**Prompt A**
In the passage on nutrition and the brain, what did the brochure from the Calgary nursing department list as the best source of calcium?
**Prompt B**
Carry on the passage on nutrition and the brain, starting after its last sentence.

**Quoted passage**
○ ○ ○ ○ ○ ○ ○

The authors also have taken issue with certain types of research on nutrition, which can be affected by politics.
“If you study the history of food, including the politics of it, you’ll see all sorts of food products that go through cycles of being bad or good. It doesn’t have much to do with science, but everything to do with the politics of food, trade and economics,” Paquette explains. “When I’m looking at research, I have to ask who the researchers are.”
Paquette says he visited a nursing department in Calgary that was running a program on bone density and conducting free tests for the public. He says a brochure he received listed processed cheese as the best source of calcium.
“That’s not the best source; it’s a bad source. I asked who produced the brochure, and it was [a] dairy board. The medical people were listening to the lobby groups to provide information to their patients,” he says.
As a researcher in learning theory, Paquette looked at the physical brain and what it required in order for students to learn in an optimal way. He found what many students were eating was not serving their brain.
Habits for a healthy brain and body
In their book Eat to Save Your Life, retired university instructor Jerre Paquette and retired nurse Gloria Askew use scientific research to clear up the facts on nutrition and supplements. Here’s what they say students should be doing at minimum to stay healthy:
*Focus on the healthy fats, such as omega-3 fatty acids
“Essential fatty acids is one of the most important things in nutrition,” says Paquette. “I recommend a good omega-3 fish oil product.”
“That has such an impact on the brain, the neurotransmitters and lowering the inflammatory process in the brain,” says Askew. “Young people today are . . . focusing on deep-fried [foods] [and] trans fats. They create stiff membranes instead of flexible ones. Who needs a stiff membrane in the neurotransmitter of their brain?”
*Eat protein
“Protein is actually the building block of the neurotransmitters,” says Askew. “What about an egg? It’s high in cholesterol, which is really important for the brain.”
Paquette says, “I tell my students, before they go to bed, if they have a snack, it should be protein-based because the body requires the proteins to do all the repair work that sleep undertakes.”
*Get the right kind of sleep
Paquette recommends taking advantage of the “magic” that occurs during sleep, which is when everything we learn while awake is entrenched in the brain, according to some research.

○ ○ ○ ○ ○ ○ ○

**Dataset**
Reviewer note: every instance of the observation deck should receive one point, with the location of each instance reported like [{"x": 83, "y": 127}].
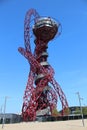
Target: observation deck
[{"x": 45, "y": 28}]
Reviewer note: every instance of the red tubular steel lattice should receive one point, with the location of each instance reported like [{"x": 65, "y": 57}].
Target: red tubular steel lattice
[{"x": 42, "y": 91}]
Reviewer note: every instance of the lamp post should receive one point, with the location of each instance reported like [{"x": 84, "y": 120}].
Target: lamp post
[
  {"x": 3, "y": 122},
  {"x": 80, "y": 108}
]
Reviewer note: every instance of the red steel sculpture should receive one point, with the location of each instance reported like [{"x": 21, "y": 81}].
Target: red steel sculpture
[{"x": 42, "y": 90}]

○ ○ ○ ○ ○ ○ ○

**Written reply A**
Processed cheese.

**Written reply B**
He also says, “We now know if students follow nutritional practices and get about seven to nine hours of sleep, their performances on tests go up.”
*Breathe properly
“The first thing I notice when I walk into my classroom at 8:30 a.m. is that students are not breathing well. I know that sounds silly, but breathing is a big deal,” says Paquette. “The brain requires five times the amount of nutrients of anywhere else in the body. And [one] type of nutrient it requires is oxygen. The more you’re breathing deeply, the more you’re serving the performance of your brain.”
*Exercise throughout the day — but there’s no need to head to the gym if it’s mental health you’re worried about
“The best exercise is a long walk. You don’t have to go to the gym to optimize the ability of your brain,” says Paquette. He recommends at least
10 000 steps per day.
*Remove sugar from the diet
“I think [students] need to concentrate more on, ‘I’m not going to drink all this pop, I’m going to drink water. I’m going to have natural food. I’m going to have a banana.’ ”
*Take a good multivitamin and
mineral supplement
“[One] that is plant-based, not synthetic,” says Askew.
*Get your doctor to check your vitamin D levels
“Most people have a deficiency. We’re supposed to get it from the ultraviolet rays of the sun, but most of us today are not out enough to get that. I would recommend that you get a vitamin D3 product and start taking it, at least 3 000 IUs a day. It has a huge impact on mood, depression, on your bones and so many aspects of your body,” says Askew.
She adds, “Get one with vitamin K2 in it. [Until you’re 30 years old], you’re still literally forming bone mass, and K2 is critical to that.”